═════ Data excerpts ═════

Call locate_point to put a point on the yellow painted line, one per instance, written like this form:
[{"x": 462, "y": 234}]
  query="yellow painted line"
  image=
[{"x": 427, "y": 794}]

═════

What you should do: Would you transcribe the entries above exactly as they appear?

Response area:
Call locate_point to put a point on the yellow painted line, one per instance, written like this form:
[{"x": 462, "y": 234}]
  query="yellow painted line"
  image=
[{"x": 427, "y": 794}]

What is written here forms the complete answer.